▸ **EXERCISE DIRECTIONS**:
Please repeat the listing exactly, with every line intact.

- - - -

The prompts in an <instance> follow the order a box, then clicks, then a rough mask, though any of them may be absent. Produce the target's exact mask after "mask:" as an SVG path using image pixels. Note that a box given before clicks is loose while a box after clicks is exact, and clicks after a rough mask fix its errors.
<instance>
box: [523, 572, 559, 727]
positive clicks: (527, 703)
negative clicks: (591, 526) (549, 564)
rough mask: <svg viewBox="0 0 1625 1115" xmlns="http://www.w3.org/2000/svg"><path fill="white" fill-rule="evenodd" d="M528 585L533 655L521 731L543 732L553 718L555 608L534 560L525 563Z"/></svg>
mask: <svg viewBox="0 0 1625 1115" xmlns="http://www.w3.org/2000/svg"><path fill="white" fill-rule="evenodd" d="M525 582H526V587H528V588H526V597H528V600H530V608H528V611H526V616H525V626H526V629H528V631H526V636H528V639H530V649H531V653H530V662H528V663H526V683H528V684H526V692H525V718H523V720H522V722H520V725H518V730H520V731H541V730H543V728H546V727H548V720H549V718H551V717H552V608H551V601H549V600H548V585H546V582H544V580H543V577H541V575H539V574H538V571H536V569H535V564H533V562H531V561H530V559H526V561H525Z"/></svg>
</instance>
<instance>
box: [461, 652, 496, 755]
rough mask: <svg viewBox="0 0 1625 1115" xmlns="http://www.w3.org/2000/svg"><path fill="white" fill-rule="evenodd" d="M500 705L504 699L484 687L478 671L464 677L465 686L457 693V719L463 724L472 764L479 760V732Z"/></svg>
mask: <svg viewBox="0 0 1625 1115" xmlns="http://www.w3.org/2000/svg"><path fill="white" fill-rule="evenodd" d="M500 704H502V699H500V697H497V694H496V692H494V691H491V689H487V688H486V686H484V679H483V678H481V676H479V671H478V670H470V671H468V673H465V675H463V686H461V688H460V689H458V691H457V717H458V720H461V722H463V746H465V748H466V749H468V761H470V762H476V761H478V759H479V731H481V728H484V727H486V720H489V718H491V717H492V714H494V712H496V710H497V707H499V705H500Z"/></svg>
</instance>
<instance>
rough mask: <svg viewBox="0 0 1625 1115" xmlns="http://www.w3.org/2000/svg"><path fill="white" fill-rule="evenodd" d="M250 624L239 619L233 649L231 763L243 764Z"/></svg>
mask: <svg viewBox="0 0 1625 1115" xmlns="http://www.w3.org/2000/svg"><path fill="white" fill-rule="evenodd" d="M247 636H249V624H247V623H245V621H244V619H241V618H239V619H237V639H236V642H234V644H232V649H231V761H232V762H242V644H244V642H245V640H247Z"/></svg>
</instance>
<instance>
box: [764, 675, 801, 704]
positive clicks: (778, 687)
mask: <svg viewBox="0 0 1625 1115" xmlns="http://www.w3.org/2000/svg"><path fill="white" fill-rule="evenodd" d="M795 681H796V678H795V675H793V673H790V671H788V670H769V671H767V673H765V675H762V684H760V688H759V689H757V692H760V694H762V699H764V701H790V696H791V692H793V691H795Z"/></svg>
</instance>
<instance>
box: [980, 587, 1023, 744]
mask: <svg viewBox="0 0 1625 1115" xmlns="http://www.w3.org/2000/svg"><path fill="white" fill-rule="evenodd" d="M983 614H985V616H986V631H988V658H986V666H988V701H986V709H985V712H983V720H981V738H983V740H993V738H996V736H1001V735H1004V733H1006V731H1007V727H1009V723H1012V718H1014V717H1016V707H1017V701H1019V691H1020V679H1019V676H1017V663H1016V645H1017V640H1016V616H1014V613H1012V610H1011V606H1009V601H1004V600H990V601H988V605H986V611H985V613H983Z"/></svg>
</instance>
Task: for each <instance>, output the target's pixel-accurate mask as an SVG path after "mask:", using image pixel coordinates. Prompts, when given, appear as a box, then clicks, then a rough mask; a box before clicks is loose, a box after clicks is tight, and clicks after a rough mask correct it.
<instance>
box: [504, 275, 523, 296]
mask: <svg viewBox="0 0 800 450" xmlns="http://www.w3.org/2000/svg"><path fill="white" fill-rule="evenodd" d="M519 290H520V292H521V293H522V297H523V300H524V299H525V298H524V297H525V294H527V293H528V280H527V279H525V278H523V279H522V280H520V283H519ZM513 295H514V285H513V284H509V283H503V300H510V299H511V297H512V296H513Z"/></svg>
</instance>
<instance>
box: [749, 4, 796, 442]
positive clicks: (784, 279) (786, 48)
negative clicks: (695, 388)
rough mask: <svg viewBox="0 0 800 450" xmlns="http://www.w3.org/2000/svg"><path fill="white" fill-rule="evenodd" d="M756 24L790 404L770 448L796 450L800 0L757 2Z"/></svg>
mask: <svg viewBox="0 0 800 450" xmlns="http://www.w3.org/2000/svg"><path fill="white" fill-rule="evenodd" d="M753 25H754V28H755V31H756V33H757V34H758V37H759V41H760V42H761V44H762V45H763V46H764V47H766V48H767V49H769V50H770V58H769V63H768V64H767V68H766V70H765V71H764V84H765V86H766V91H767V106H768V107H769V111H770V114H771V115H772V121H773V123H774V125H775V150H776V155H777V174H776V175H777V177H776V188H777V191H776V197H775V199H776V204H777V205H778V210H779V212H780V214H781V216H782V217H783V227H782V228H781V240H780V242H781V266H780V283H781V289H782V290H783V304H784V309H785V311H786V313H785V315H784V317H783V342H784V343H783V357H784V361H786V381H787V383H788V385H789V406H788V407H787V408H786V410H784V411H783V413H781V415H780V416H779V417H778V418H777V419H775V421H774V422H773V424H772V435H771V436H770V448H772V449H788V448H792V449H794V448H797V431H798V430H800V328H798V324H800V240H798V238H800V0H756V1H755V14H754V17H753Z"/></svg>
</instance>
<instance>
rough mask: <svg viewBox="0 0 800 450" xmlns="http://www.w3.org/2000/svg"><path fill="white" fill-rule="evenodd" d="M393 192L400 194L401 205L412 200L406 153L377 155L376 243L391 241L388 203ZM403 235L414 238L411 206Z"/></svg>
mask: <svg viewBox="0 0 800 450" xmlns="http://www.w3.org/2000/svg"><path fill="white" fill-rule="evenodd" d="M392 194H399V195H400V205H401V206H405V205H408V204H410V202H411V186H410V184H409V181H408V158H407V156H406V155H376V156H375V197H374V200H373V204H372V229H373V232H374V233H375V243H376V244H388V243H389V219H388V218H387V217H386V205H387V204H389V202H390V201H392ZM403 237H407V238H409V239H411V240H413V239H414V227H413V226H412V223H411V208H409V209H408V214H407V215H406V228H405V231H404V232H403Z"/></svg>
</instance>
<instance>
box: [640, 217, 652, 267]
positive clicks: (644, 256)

- - - -

▸ **TASK SOLUTION**:
The prompts in an <instance> follow the order a box, then clicks, then a rough mask, though any of them may be absent. Produce the target's exact mask after "mask:" as an SVG path using image pixels. Note that a box given before clicks is loose while a box after clicks is exact, and clicks after a rough mask fix its errors.
<instance>
box: [523, 572, 559, 727]
positive clicks: (527, 703)
negative clicks: (591, 526) (549, 564)
rough mask: <svg viewBox="0 0 1625 1115" xmlns="http://www.w3.org/2000/svg"><path fill="white" fill-rule="evenodd" d="M528 585L533 655L521 731L543 732L553 718L555 608L534 560L525 563Z"/></svg>
mask: <svg viewBox="0 0 1625 1115" xmlns="http://www.w3.org/2000/svg"><path fill="white" fill-rule="evenodd" d="M525 582H526V587H528V588H526V597H528V600H530V608H528V611H526V616H525V626H526V629H528V631H526V636H528V639H530V649H531V653H530V662H528V663H526V683H528V684H526V692H525V718H523V720H522V722H520V725H518V730H520V731H541V730H543V728H546V727H548V720H549V718H551V717H552V608H551V601H549V600H548V585H546V582H544V580H543V577H541V575H539V574H538V571H536V569H535V564H533V562H531V561H530V559H526V561H525Z"/></svg>
</instance>
<instance>
box: [461, 652, 496, 755]
rough mask: <svg viewBox="0 0 1625 1115" xmlns="http://www.w3.org/2000/svg"><path fill="white" fill-rule="evenodd" d="M500 705L504 699L484 687L478 671L464 677L465 686L457 693V719L463 724L472 764L479 760V732Z"/></svg>
mask: <svg viewBox="0 0 1625 1115" xmlns="http://www.w3.org/2000/svg"><path fill="white" fill-rule="evenodd" d="M500 704H502V699H500V697H497V694H496V692H494V691H491V689H487V688H486V686H484V679H483V678H481V676H479V671H478V670H470V671H468V673H465V675H463V686H461V688H460V689H458V691H457V717H458V720H461V722H463V746H465V748H466V749H468V761H470V762H476V761H478V759H479V731H481V728H484V727H486V720H489V718H491V717H492V714H494V712H496V710H497V707H499V705H500Z"/></svg>
</instance>
<instance>
rough mask: <svg viewBox="0 0 1625 1115" xmlns="http://www.w3.org/2000/svg"><path fill="white" fill-rule="evenodd" d="M250 624L239 619L233 649L231 763L243 764Z"/></svg>
mask: <svg viewBox="0 0 1625 1115" xmlns="http://www.w3.org/2000/svg"><path fill="white" fill-rule="evenodd" d="M247 636H249V624H247V623H245V621H244V619H241V618H239V619H237V639H236V642H234V644H232V649H231V761H232V762H242V644H244V642H245V640H247Z"/></svg>
</instance>
<instance>
box: [764, 675, 801, 704]
positive clicks: (778, 687)
mask: <svg viewBox="0 0 1625 1115" xmlns="http://www.w3.org/2000/svg"><path fill="white" fill-rule="evenodd" d="M795 681H796V678H795V675H793V673H790V671H788V670H769V671H767V673H765V675H762V684H760V688H759V689H757V692H760V694H762V699H764V701H790V696H791V692H793V691H795Z"/></svg>
</instance>
<instance>
box: [980, 587, 1023, 744]
mask: <svg viewBox="0 0 1625 1115" xmlns="http://www.w3.org/2000/svg"><path fill="white" fill-rule="evenodd" d="M983 614H985V616H986V631H988V658H986V666H988V701H986V709H985V712H983V720H981V738H983V740H993V738H996V736H1001V735H1004V733H1006V731H1007V727H1009V723H1012V718H1014V717H1016V707H1017V701H1019V691H1020V679H1019V676H1017V663H1016V645H1017V640H1016V616H1014V613H1012V610H1011V606H1009V601H1004V600H990V601H988V605H986V611H985V613H983Z"/></svg>
</instance>
Task: for each <instance>, output the target's pixel-accurate mask as an SVG path after "mask:", using image pixel coordinates. Prompts, when given, appear as a box, then clicks, then a rough mask; a box before clicks is loose, a box after clicks is tight, and clicks after a rough mask correct it.
<instance>
box: [504, 275, 523, 296]
mask: <svg viewBox="0 0 800 450" xmlns="http://www.w3.org/2000/svg"><path fill="white" fill-rule="evenodd" d="M519 290H520V292H521V293H522V297H523V300H524V299H525V298H524V297H525V294H527V293H528V280H527V279H525V278H523V279H522V280H520V283H519ZM513 295H514V285H513V284H509V283H503V300H510V299H511V297H512V296H513Z"/></svg>
</instance>
<instance>
box: [749, 4, 796, 442]
positive clicks: (784, 279) (786, 48)
negative clicks: (695, 388)
rough mask: <svg viewBox="0 0 800 450" xmlns="http://www.w3.org/2000/svg"><path fill="white" fill-rule="evenodd" d="M756 24L790 404L770 448L796 450L800 0L757 2Z"/></svg>
mask: <svg viewBox="0 0 800 450" xmlns="http://www.w3.org/2000/svg"><path fill="white" fill-rule="evenodd" d="M753 25H754V28H755V31H756V33H757V34H758V37H759V41H760V42H761V44H762V45H763V46H764V47H766V48H767V49H769V50H770V58H769V63H768V64H767V68H766V70H765V71H764V84H765V86H766V91H767V106H768V107H769V111H770V114H771V115H772V121H773V123H774V125H775V150H776V155H777V174H776V175H777V177H776V188H777V191H776V197H775V199H776V204H777V205H778V210H779V212H780V214H781V216H782V217H783V227H782V228H781V240H780V242H781V266H780V283H781V289H782V290H783V304H784V309H785V311H786V313H785V315H784V317H783V342H784V343H783V357H784V361H786V381H787V383H788V385H789V406H788V407H787V408H786V410H784V411H783V413H781V415H780V416H779V417H778V418H777V419H775V421H774V422H773V424H772V435H771V436H770V448H772V449H788V448H792V449H794V448H797V431H798V430H800V328H798V324H800V240H798V238H800V0H756V1H755V14H754V17H753Z"/></svg>
</instance>
<instance>
rough mask: <svg viewBox="0 0 800 450" xmlns="http://www.w3.org/2000/svg"><path fill="white" fill-rule="evenodd" d="M393 192L400 194L401 205L412 200L406 153L377 155L376 243L391 241L388 203ZM403 235L414 238L411 206Z"/></svg>
mask: <svg viewBox="0 0 800 450" xmlns="http://www.w3.org/2000/svg"><path fill="white" fill-rule="evenodd" d="M392 194H399V195H400V205H401V206H405V205H408V204H410V202H411V186H410V184H409V181H408V158H407V156H406V155H376V156H375V197H374V200H373V204H372V229H373V232H374V233H375V243H376V244H388V243H389V219H388V218H387V217H386V205H387V204H389V202H390V201H392ZM403 237H407V238H409V239H411V240H413V239H414V227H413V226H412V223H411V208H409V209H408V214H407V215H406V228H405V231H404V232H403Z"/></svg>
</instance>
<instance>
box: [640, 217, 652, 267]
positive clicks: (644, 256)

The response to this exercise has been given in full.